US and Iraqi forces raided a Shiite militia stronghold in Baghdad yesterday, searching for victims of a mass kidnapping from a government ministry, the US military said.
Iraqi soldiers backed up by US helicopters, swept through the Sadr City section of the capital after intelligence indicated that an armed group was holding some of the scores of Iraqis who were snatched from a Higher Education Ministry office building in Baghdad on Tuesday, the military said.
"No individuals were killed, injured or detained," the military said when asked if coalition forces had found any hostages during the raid, which was called to rescue captives and disrupt kidnapping and insurgent cells in the area.
Police First Lieutenant Ziyad Tariq said the raid on two sections of Sadr City began at 2:30am and that three Iraqi civilians were wounded.
Tuesday's mass kidnapping was widely believed to have been the work of the Mahdi Army, the heavily armed militia of anti-US Shiite cleric Muqtada al-Sadr.
It raised questions about Shiite Iraqi Prime Minister Nouri al-Maliki's commitment to comply with a US demand to wipe out the Shiite militias of his prime political backers: the Supreme Council for the Islamic Revolution in Iraq and al-Sadr's Sadrist Movement.
Sadr City has long been a Shiite militia stronghold.

[Point-per-instance localization records]
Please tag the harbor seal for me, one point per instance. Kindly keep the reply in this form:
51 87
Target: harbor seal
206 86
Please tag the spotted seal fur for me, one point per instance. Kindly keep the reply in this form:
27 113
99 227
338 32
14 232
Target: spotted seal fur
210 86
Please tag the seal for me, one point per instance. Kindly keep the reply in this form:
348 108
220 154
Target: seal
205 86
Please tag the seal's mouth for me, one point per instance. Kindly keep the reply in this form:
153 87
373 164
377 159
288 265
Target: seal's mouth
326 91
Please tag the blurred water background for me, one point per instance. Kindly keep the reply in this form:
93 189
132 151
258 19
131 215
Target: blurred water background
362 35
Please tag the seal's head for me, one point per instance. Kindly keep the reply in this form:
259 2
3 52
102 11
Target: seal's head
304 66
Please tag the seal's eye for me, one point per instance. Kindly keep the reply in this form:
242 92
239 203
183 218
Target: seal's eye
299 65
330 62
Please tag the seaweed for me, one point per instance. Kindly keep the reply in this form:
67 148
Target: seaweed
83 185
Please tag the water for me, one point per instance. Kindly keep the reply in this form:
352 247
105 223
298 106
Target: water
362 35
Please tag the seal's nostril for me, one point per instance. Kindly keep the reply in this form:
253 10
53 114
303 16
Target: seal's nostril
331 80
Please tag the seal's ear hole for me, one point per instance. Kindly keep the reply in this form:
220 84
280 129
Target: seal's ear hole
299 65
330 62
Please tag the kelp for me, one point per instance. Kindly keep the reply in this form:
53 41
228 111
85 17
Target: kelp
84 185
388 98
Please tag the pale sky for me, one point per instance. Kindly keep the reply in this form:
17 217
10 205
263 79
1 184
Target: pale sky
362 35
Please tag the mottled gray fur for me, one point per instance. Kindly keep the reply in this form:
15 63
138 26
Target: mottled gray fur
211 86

...

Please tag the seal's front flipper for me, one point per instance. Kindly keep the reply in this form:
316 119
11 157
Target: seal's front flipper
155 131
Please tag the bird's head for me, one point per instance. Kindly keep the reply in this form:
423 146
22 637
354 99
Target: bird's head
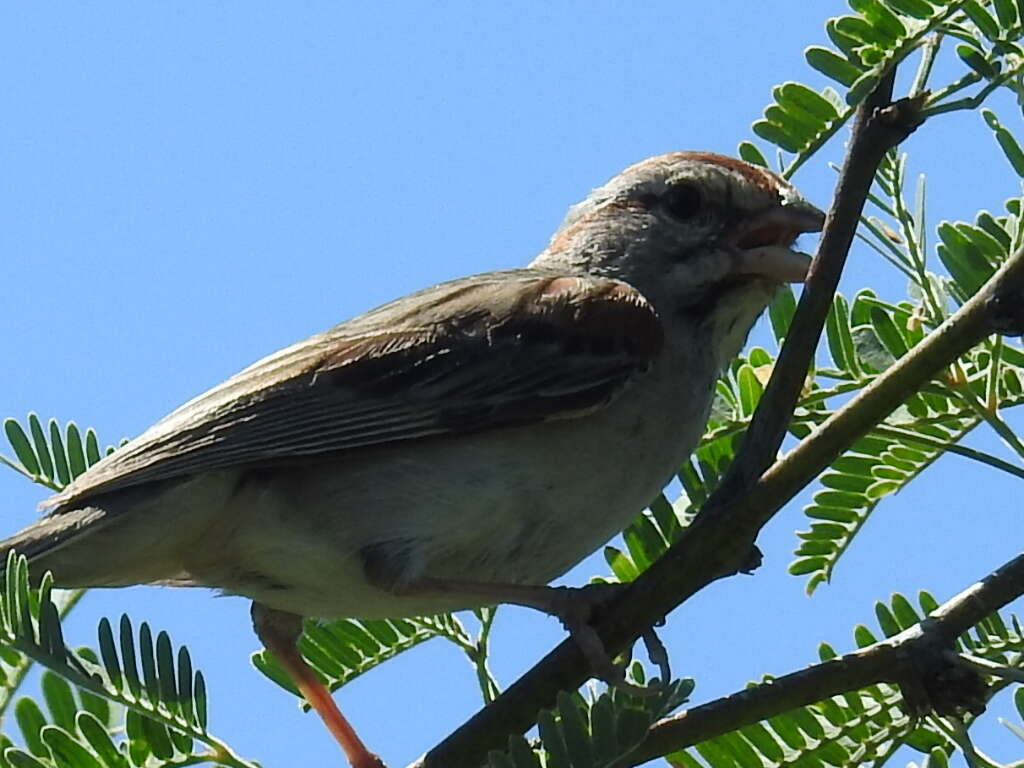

To do:
a - In the news report on the Sadr City raid, what time did the raid begin?
b - Sum up the news report on the Sadr City raid in two sentences.
c - Write the next part of the news report on the Sadr City raid, picking up after its last sentence.

Task results:
a - At 2:30am, according to police First Lieutenant Ziyad Tariq.

b - US and Iraqi forces raided Sadr City, a Shiite militia stronghold in Baghdad, searching for people kidnapped on Tuesday from a Higher Education Ministry office building, the US military said. The kidnapping was widely believed to be the work of Muqtada al-Sadr's Mahdi Army, and it raised questions about Prime Minister Nouri al-Maliki's commitment to a US demand to wipe out Shiite militias.

c -
On Thursday, Iraqi Higher Education Minister Abed Theyab, a Sunni Arab, called the Interior Ministry "a farce" for failing to prevent the mass kidnapping and claimed that only about half of the 150 hostages had been released by their Shiite abductors. Most, if not all, of the hostages who were not released were Sunnis, the ministry's spokesman said.
Theyab said the kidnappers had taken their hostages from the Higher Education Ministry building in downtown Baghdad in SUVs and pickup trucks that were seen heading toward Sadr City.
Later, a Sunni who said he was among those abducted and released claimed his arm was broken by the kidnappers. He said he saw them kill at least three hostages after taking them to empty houses in Sadr City.
The abduction was seen as retaliation for the recent kidnapping of 50 Shiites south of Baghdad.